→ **Written task**
Return each line from the records below that contains the word "handle".

Start of Supplied material

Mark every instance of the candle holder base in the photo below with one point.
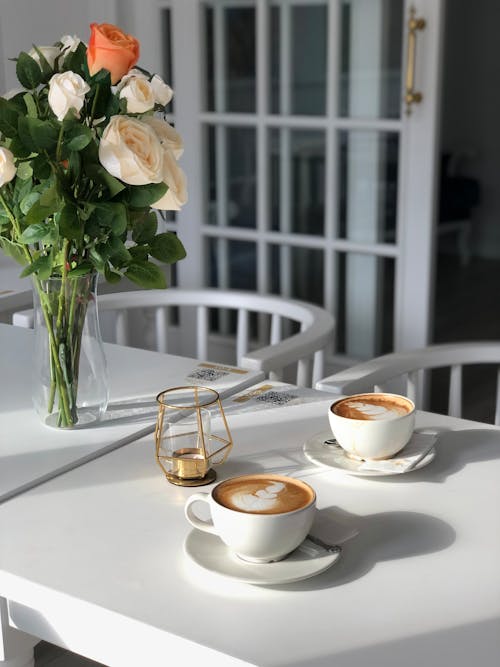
(210, 477)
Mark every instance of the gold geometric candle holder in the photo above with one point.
(186, 448)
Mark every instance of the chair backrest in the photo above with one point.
(374, 375)
(305, 349)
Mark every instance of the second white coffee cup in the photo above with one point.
(261, 518)
(372, 425)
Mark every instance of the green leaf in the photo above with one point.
(147, 275)
(167, 248)
(42, 266)
(112, 276)
(42, 133)
(97, 260)
(75, 60)
(70, 225)
(49, 198)
(40, 231)
(41, 168)
(100, 175)
(29, 101)
(28, 71)
(38, 213)
(81, 270)
(139, 253)
(78, 137)
(24, 171)
(111, 215)
(9, 115)
(75, 164)
(14, 250)
(20, 150)
(140, 196)
(28, 201)
(144, 227)
(118, 250)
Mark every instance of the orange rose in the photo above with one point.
(112, 49)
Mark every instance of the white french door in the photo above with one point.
(306, 176)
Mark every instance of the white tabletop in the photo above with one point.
(30, 451)
(93, 560)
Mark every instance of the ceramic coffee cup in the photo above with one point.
(373, 425)
(261, 517)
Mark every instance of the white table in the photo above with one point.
(31, 452)
(93, 560)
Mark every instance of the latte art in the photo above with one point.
(372, 407)
(263, 494)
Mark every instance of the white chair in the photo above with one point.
(409, 367)
(304, 349)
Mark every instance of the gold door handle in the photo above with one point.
(411, 95)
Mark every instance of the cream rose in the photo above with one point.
(67, 91)
(139, 95)
(50, 53)
(174, 177)
(131, 151)
(162, 91)
(7, 166)
(168, 137)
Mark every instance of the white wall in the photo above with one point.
(471, 109)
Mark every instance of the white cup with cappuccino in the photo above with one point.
(372, 426)
(261, 517)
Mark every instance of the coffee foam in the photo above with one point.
(263, 494)
(372, 407)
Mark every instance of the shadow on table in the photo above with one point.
(129, 412)
(372, 539)
(454, 451)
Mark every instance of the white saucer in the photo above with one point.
(333, 456)
(211, 554)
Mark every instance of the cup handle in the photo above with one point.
(194, 520)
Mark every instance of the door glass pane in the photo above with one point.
(297, 272)
(297, 180)
(231, 264)
(167, 54)
(231, 176)
(230, 58)
(371, 48)
(368, 189)
(365, 310)
(298, 46)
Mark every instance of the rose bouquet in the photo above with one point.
(87, 160)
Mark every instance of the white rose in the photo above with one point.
(169, 138)
(131, 151)
(69, 43)
(7, 166)
(67, 91)
(133, 73)
(139, 95)
(174, 177)
(50, 53)
(162, 91)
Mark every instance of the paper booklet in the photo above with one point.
(272, 394)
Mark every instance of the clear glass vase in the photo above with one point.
(70, 384)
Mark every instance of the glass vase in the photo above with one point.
(70, 384)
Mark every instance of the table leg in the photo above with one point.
(16, 647)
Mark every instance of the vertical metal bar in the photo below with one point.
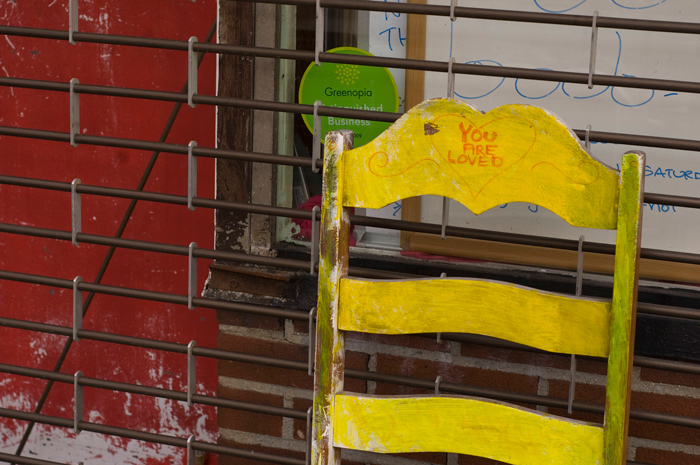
(320, 32)
(450, 78)
(191, 71)
(77, 401)
(76, 220)
(594, 47)
(312, 341)
(72, 19)
(314, 239)
(307, 459)
(191, 275)
(587, 141)
(579, 289)
(74, 109)
(191, 174)
(190, 450)
(77, 307)
(316, 149)
(445, 216)
(439, 335)
(191, 372)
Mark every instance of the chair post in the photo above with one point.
(333, 265)
(624, 308)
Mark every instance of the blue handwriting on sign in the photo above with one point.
(560, 85)
(642, 5)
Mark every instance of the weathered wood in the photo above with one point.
(560, 324)
(234, 125)
(448, 148)
(624, 308)
(333, 266)
(464, 425)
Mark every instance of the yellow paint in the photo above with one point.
(465, 426)
(555, 323)
(624, 305)
(448, 148)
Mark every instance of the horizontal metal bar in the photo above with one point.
(447, 387)
(17, 459)
(501, 15)
(153, 295)
(149, 437)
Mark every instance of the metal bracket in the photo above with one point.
(72, 19)
(445, 216)
(579, 288)
(74, 109)
(587, 141)
(191, 275)
(191, 174)
(320, 32)
(190, 451)
(314, 239)
(191, 372)
(191, 71)
(77, 308)
(316, 149)
(76, 220)
(312, 341)
(77, 401)
(594, 47)
(450, 78)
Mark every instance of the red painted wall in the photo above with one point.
(120, 66)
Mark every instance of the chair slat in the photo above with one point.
(448, 148)
(555, 323)
(465, 426)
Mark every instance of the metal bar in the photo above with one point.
(77, 308)
(74, 111)
(77, 402)
(76, 220)
(191, 275)
(432, 10)
(191, 175)
(192, 67)
(151, 391)
(144, 436)
(105, 263)
(191, 372)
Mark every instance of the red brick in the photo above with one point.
(589, 393)
(472, 460)
(300, 425)
(429, 370)
(410, 341)
(665, 457)
(551, 360)
(670, 377)
(249, 421)
(249, 320)
(233, 460)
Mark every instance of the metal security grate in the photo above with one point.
(83, 291)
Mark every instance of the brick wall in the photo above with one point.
(424, 358)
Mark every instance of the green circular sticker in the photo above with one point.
(349, 86)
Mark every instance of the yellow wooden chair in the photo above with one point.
(515, 153)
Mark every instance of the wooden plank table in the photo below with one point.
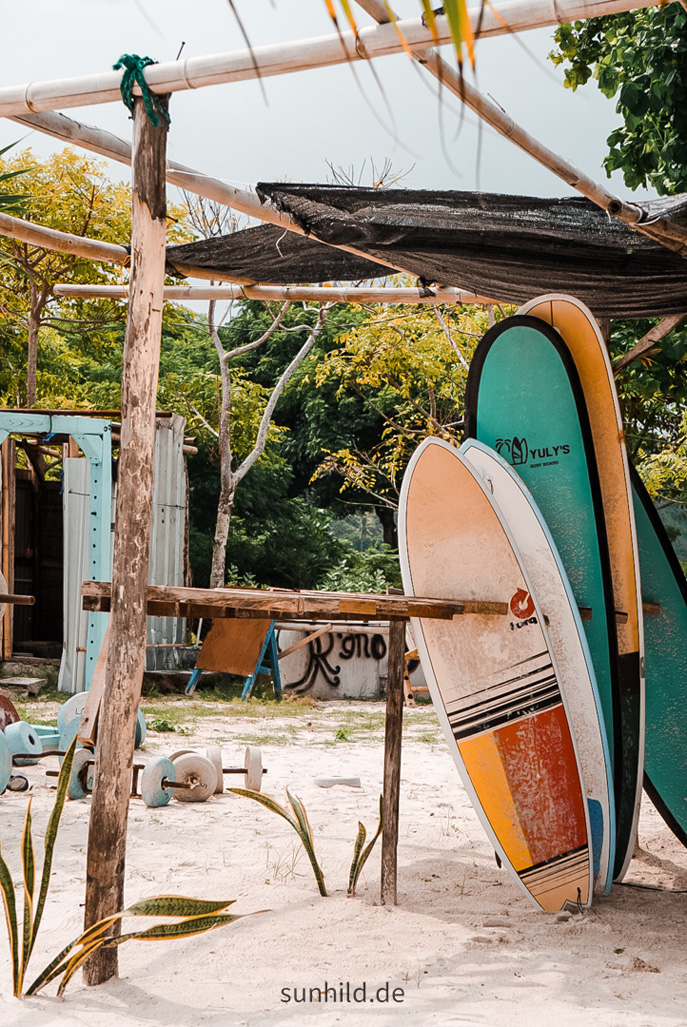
(273, 604)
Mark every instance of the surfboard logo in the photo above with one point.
(516, 448)
(522, 605)
(519, 451)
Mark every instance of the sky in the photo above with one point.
(289, 131)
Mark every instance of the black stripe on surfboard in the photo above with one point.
(499, 693)
(498, 682)
(557, 872)
(622, 770)
(681, 582)
(546, 700)
(500, 686)
(534, 697)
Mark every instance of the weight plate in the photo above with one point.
(254, 768)
(214, 754)
(23, 738)
(75, 789)
(181, 752)
(153, 792)
(70, 710)
(197, 771)
(17, 783)
(5, 763)
(141, 729)
(8, 714)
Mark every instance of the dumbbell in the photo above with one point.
(253, 767)
(191, 778)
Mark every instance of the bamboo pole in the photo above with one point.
(126, 650)
(297, 294)
(64, 242)
(244, 200)
(280, 59)
(663, 231)
(393, 724)
(648, 341)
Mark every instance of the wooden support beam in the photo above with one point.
(662, 229)
(279, 604)
(648, 341)
(126, 650)
(321, 51)
(50, 238)
(279, 294)
(392, 740)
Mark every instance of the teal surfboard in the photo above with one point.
(524, 398)
(663, 585)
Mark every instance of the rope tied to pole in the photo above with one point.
(134, 67)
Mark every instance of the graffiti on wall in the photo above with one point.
(326, 653)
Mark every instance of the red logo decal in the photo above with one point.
(522, 605)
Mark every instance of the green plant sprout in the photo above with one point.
(196, 915)
(298, 819)
(360, 854)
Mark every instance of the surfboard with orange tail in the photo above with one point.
(625, 715)
(494, 680)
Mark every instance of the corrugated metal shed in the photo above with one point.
(167, 552)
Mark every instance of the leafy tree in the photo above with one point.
(68, 192)
(408, 366)
(641, 56)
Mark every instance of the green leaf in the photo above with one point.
(176, 906)
(29, 871)
(9, 903)
(49, 840)
(161, 932)
(306, 836)
(298, 820)
(357, 848)
(356, 867)
(268, 803)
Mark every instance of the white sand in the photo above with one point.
(464, 945)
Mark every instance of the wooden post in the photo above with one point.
(392, 738)
(126, 650)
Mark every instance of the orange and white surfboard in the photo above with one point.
(625, 716)
(493, 679)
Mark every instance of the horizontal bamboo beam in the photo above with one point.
(648, 341)
(297, 294)
(278, 604)
(662, 230)
(244, 200)
(280, 59)
(64, 242)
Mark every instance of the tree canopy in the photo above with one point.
(641, 56)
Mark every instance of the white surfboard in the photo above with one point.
(568, 640)
(493, 679)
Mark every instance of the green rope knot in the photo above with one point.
(134, 66)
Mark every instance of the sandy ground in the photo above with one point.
(463, 946)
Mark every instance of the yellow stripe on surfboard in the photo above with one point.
(583, 342)
(483, 762)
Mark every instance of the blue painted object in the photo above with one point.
(268, 662)
(93, 435)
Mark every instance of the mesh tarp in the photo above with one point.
(506, 248)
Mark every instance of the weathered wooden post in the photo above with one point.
(126, 651)
(392, 739)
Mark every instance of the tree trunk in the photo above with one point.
(390, 535)
(32, 353)
(126, 652)
(224, 508)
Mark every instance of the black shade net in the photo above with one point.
(507, 248)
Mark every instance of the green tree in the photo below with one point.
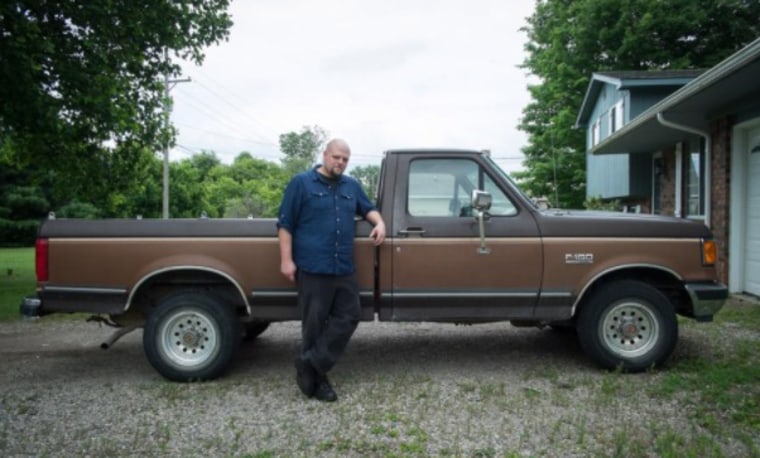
(570, 39)
(369, 177)
(80, 75)
(301, 148)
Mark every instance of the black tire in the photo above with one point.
(253, 330)
(628, 325)
(191, 336)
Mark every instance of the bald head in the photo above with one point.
(338, 144)
(335, 158)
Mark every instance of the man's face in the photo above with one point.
(335, 161)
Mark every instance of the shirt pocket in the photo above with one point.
(320, 200)
(347, 204)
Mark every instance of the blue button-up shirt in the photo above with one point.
(319, 214)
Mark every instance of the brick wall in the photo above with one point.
(720, 185)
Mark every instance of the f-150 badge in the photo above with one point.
(579, 258)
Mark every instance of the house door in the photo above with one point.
(752, 255)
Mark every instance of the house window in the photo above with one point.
(695, 182)
(596, 132)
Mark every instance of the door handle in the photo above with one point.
(418, 231)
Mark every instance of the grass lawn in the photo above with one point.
(17, 279)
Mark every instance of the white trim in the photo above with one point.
(737, 236)
(679, 180)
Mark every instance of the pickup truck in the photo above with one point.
(464, 246)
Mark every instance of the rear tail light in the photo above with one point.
(709, 252)
(41, 259)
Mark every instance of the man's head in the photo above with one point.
(335, 158)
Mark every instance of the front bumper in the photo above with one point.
(706, 299)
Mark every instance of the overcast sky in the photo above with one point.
(382, 75)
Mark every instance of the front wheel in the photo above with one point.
(191, 336)
(628, 325)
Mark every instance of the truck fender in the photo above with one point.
(611, 271)
(164, 270)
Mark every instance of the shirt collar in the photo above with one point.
(316, 176)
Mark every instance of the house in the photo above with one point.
(692, 153)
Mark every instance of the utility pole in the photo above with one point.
(168, 85)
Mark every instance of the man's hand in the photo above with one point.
(378, 233)
(288, 269)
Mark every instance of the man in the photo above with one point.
(316, 234)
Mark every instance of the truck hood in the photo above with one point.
(587, 223)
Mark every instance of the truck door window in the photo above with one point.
(442, 187)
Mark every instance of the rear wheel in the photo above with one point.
(628, 325)
(191, 336)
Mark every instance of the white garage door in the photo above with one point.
(752, 256)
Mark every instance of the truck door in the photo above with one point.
(438, 270)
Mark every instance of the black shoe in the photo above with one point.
(324, 391)
(306, 377)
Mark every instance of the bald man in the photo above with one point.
(316, 234)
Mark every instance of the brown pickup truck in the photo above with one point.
(464, 246)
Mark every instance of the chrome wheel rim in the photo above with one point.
(630, 329)
(189, 338)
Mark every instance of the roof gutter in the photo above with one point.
(708, 160)
(728, 66)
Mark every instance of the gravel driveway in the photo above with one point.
(405, 389)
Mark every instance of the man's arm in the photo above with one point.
(287, 266)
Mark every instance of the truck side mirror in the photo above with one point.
(480, 200)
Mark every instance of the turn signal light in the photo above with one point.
(709, 252)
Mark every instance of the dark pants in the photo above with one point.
(330, 312)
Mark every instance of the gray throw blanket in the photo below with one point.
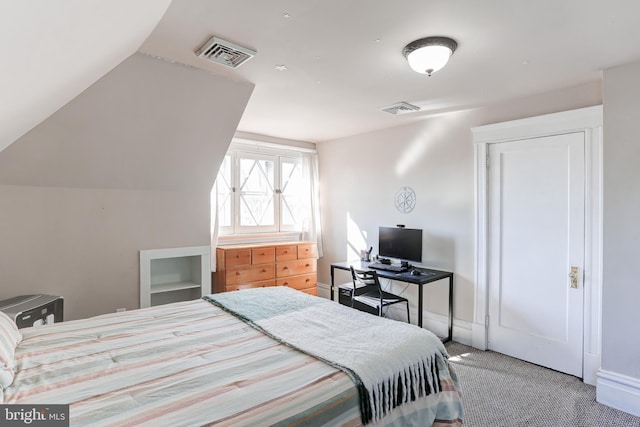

End of Supplied material

→ **Problem solution**
Mark every instance of the gold door handle in the photo above with one point.
Mark every instance of the cup handle in the photo above with one point.
Mark every instance of the door handle in the photo above with one point.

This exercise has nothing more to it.